> Text provided
It is possible for some motors to be activated with a direct on line (DOL) starter, which connects the motor terminals directly to the supply power. DOL AC motors are not speed controlled. Induction motors, in particular, are often connected to a three-phase network and allowed to run freely. They are just switched on and off based on the needs of the load. The armature speed of a DOL induction drive depends on the frequency of the supply, the motor pole- pair number p, and the load, because the slip of an induction machine varies slightly as a function of load. Synchronous motors and generators also can run in DOL mode, if they are equipped with damper windings to guarantee synchronous operation.

As far as machine’s rotational speed depends on supplying voltage frequency, controlling the frequency of the incoming AC power is the way of controlling an AC machine speed. In practice, a frequency converter can provide this control, producing all the needed supply frequencies. With this method of control, a DOL machine operates in the artificial supply network according to its functional needs. One important thing is the ratio of voltage to frequency 𝑈/𝑓 must remain nearly constant as drive supply frequency varies. The control of a machine using a frequency converter to regulate supply frequency is called scalar control.

> Written task 1
Could you quote the passage on AC motor control from "It is possible" to "guarantee synchronous operation."?
The listing that comes next is unrelated to the passage on AC motor control.

> Data in this exercise
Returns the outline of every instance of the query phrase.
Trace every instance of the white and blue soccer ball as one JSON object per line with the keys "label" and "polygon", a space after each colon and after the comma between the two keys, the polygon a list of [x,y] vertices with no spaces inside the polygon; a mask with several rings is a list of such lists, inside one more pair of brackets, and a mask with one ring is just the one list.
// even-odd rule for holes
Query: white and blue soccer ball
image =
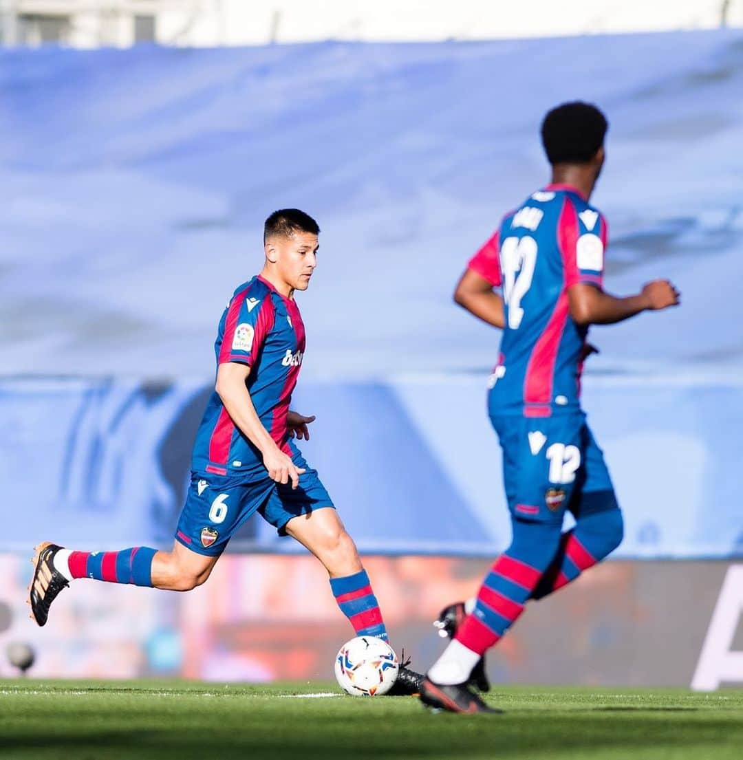
{"label": "white and blue soccer ball", "polygon": [[338,686],[354,697],[378,697],[392,688],[400,663],[392,648],[373,636],[346,641],[335,657]]}

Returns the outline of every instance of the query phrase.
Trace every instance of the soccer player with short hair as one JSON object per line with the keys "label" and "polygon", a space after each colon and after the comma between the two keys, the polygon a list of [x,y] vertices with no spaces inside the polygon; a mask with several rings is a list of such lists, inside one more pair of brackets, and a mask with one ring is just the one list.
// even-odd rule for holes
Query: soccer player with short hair
{"label": "soccer player with short hair", "polygon": [[[209,577],[235,531],[254,512],[322,563],[357,635],[386,641],[376,597],[356,545],[317,472],[293,439],[309,440],[314,416],[290,409],[304,354],[304,325],[294,299],[317,264],[319,227],[298,209],[265,221],[260,274],[234,292],[219,323],[217,382],[196,434],[192,477],[173,549],[119,552],[36,547],[30,603],[40,625],[75,578],[186,591]],[[392,693],[414,693],[421,677],[403,665]]]}
{"label": "soccer player with short hair", "polygon": [[[623,523],[604,458],[579,401],[589,325],[677,306],[666,280],[618,298],[603,287],[607,226],[589,203],[604,164],[604,115],[585,103],[550,111],[541,138],[551,182],[506,214],[469,261],[455,300],[503,331],[488,411],[503,449],[510,546],[475,600],[442,611],[452,641],[428,671],[421,699],[453,712],[491,708],[484,653],[531,599],[600,562],[621,542]],[[494,288],[501,289],[501,294]],[[575,527],[562,533],[566,510]]]}

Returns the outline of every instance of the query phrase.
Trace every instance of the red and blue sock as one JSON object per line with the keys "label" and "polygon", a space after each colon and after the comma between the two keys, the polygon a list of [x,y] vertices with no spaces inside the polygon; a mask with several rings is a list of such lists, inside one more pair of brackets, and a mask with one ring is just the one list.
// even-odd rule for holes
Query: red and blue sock
{"label": "red and blue sock", "polygon": [[120,552],[71,552],[67,563],[72,578],[152,586],[152,558],[157,549],[133,546]]}
{"label": "red and blue sock", "polygon": [[580,515],[576,527],[563,535],[557,554],[532,598],[542,599],[574,581],[611,554],[621,543],[623,536],[624,521],[618,508]]}
{"label": "red and blue sock", "polygon": [[557,551],[560,528],[559,524],[513,521],[511,545],[485,576],[456,641],[482,654],[516,622]]}
{"label": "red and blue sock", "polygon": [[379,605],[366,570],[343,578],[332,578],[330,587],[341,612],[348,618],[357,635],[388,640]]}

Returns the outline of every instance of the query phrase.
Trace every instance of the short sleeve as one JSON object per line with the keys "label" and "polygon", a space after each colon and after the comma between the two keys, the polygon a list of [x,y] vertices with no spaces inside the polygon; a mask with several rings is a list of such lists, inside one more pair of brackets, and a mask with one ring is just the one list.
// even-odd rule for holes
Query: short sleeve
{"label": "short sleeve", "polygon": [[500,230],[497,230],[495,234],[488,239],[467,264],[468,269],[477,272],[494,287],[500,287],[501,283],[499,238]]}
{"label": "short sleeve", "polygon": [[566,287],[578,283],[603,287],[607,239],[603,215],[589,207],[579,213],[573,201],[566,198],[557,222]]}
{"label": "short sleeve", "polygon": [[259,298],[247,288],[236,293],[227,307],[219,363],[239,362],[253,365],[274,325],[270,293]]}

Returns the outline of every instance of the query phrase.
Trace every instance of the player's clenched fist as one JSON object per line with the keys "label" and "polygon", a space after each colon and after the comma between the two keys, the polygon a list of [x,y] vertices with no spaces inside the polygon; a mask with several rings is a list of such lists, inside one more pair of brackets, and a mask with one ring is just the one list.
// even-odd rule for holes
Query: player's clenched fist
{"label": "player's clenched fist", "polygon": [[263,454],[263,464],[268,470],[268,477],[276,483],[287,483],[291,480],[291,487],[297,488],[300,484],[300,475],[304,471],[303,467],[297,467],[291,459],[279,448]]}
{"label": "player's clenched fist", "polygon": [[643,296],[647,302],[647,308],[652,311],[678,306],[681,293],[668,280],[653,280],[643,288]]}

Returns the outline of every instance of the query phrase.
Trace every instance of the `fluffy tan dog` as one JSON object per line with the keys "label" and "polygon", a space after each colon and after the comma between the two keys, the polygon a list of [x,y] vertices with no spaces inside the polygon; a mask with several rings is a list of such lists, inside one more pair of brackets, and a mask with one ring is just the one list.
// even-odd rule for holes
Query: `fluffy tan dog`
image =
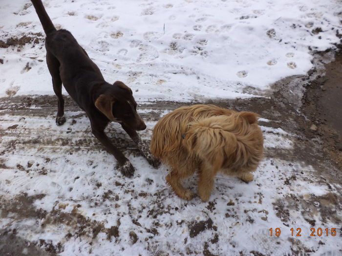
{"label": "fluffy tan dog", "polygon": [[198,195],[208,201],[218,172],[253,180],[251,173],[263,157],[258,116],[214,105],[181,107],[166,115],[154,128],[151,152],[172,170],[166,180],[180,197],[194,194],[181,180],[198,172]]}

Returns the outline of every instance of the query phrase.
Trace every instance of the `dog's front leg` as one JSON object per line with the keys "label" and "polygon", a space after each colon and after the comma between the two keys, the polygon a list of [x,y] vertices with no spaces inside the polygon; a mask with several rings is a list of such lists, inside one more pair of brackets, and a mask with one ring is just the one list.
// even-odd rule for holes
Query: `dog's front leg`
{"label": "dog's front leg", "polygon": [[128,127],[124,124],[121,124],[122,128],[127,133],[133,141],[135,142],[138,149],[146,158],[149,163],[153,167],[157,168],[160,163],[152,155],[150,151],[150,147],[148,144],[143,141],[140,137],[134,130]]}
{"label": "dog's front leg", "polygon": [[92,128],[94,136],[101,141],[102,144],[110,153],[118,161],[121,173],[127,177],[130,177],[134,173],[134,168],[122,152],[113,145],[103,130]]}

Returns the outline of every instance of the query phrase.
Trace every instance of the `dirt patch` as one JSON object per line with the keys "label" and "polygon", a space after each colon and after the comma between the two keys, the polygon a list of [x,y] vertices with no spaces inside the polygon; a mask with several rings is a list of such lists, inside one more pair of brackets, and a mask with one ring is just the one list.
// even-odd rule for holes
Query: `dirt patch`
{"label": "dirt patch", "polygon": [[319,137],[326,155],[342,169],[342,52],[325,68],[324,76],[308,84],[302,111],[315,125],[310,133]]}
{"label": "dirt patch", "polygon": [[[30,36],[24,35],[21,38],[10,37],[3,40],[0,40],[0,48],[8,48],[10,46],[15,46],[18,51],[20,51],[21,48],[26,44],[39,43],[41,40],[44,39],[44,37],[42,33],[31,33]],[[6,35],[7,37],[8,35]]]}
{"label": "dirt patch", "polygon": [[[0,255],[8,256],[55,256],[34,243],[16,236],[15,229],[0,230]],[[42,243],[43,243],[42,241]],[[43,246],[43,244],[42,244]]]}
{"label": "dirt patch", "polygon": [[190,230],[190,236],[191,237],[194,237],[200,233],[203,232],[205,230],[212,229],[213,224],[213,220],[210,218],[207,220],[192,222],[189,226]]}

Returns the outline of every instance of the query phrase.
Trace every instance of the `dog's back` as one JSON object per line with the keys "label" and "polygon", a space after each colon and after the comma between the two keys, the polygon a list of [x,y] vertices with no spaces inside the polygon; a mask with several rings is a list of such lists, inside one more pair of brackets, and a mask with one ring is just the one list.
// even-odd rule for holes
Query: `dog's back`
{"label": "dog's back", "polygon": [[[199,118],[215,116],[229,116],[236,113],[214,105],[194,105],[181,107],[163,117],[155,125],[151,140],[151,153],[162,159],[181,146],[181,135],[189,124]],[[162,143],[160,143],[162,141]]]}
{"label": "dog's back", "polygon": [[257,117],[240,112],[201,118],[192,124],[183,145],[214,171],[254,171],[263,156],[263,138]]}
{"label": "dog's back", "polygon": [[255,113],[213,105],[182,107],[157,123],[151,152],[169,164],[178,162],[175,158],[179,162],[196,157],[216,170],[229,168],[234,172],[244,167],[253,171],[263,156],[263,138],[257,117]]}

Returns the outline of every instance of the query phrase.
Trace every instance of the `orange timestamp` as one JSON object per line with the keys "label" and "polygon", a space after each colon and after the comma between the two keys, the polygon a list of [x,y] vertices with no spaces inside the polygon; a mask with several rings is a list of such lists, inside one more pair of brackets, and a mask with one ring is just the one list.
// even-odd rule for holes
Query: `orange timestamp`
{"label": "orange timestamp", "polygon": [[[276,228],[274,229],[273,228],[271,228],[269,229],[270,231],[270,235],[271,236],[279,236],[281,234],[281,230],[280,228]],[[294,229],[291,228],[290,229],[291,231],[291,234],[292,236],[301,236],[301,229],[300,228],[297,228],[297,229]],[[311,228],[310,229],[310,231],[311,232],[310,234],[310,236],[336,236],[336,228]]]}

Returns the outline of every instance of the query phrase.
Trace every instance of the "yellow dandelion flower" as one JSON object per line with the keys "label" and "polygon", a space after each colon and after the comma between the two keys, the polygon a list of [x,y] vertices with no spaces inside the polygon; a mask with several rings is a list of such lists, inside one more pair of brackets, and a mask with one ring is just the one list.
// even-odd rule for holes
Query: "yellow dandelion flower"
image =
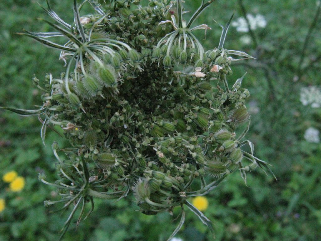
{"label": "yellow dandelion flower", "polygon": [[4,202],[4,200],[3,198],[0,198],[0,213],[4,210],[5,207],[5,203]]}
{"label": "yellow dandelion flower", "polygon": [[193,205],[201,211],[205,211],[208,207],[208,201],[205,197],[198,196],[196,197],[192,201]]}
{"label": "yellow dandelion flower", "polygon": [[11,182],[9,187],[13,192],[20,192],[24,187],[24,178],[18,176]]}
{"label": "yellow dandelion flower", "polygon": [[6,183],[11,183],[18,176],[18,174],[14,171],[12,171],[6,173],[2,177],[2,180]]}

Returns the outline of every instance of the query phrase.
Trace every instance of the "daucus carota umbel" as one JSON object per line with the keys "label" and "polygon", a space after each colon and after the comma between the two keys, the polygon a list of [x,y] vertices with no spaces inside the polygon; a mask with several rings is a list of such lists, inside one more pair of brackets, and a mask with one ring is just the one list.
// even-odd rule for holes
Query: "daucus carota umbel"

> Written task 2
Can you lay out the listing as a numbered list, from its first line through the line with "Trace every instance of the white", leaving out blank lines?

> Exercise result 1
It is possible for some motors to be activated with a direct on line (DOL) starter, which connects the motor terminals directly to the supply power. DOL AC motors are not speed controlled. Induction motors, in particular, are often connected to a three-phase network and allowed to run freely. They are just switched on and off based on the needs of the load. The armature speed of a DOL induction drive depends on the frequency of the supply, the motor pole- pair number p, and the load, because the slip of an induction machine varies slightly as a function of load. Synchronous motors and generators also can run in DOL mode, if they are equipped with damper windings to guarantee synchronous operation.

> Exercise result 2
1. Returns the outline of every instance of the query phrase.
2. Trace every instance of the white and blue soccer ball as one JSON object per line with the keys "label" and "polygon", a space after each colon and after the comma between the two keys, the polygon a list of [x,y] vertices with no spaces inside the polygon; a mask with several rings is a list of such lists, inside one more pair of brackets, and a mask with one ring is just the one list.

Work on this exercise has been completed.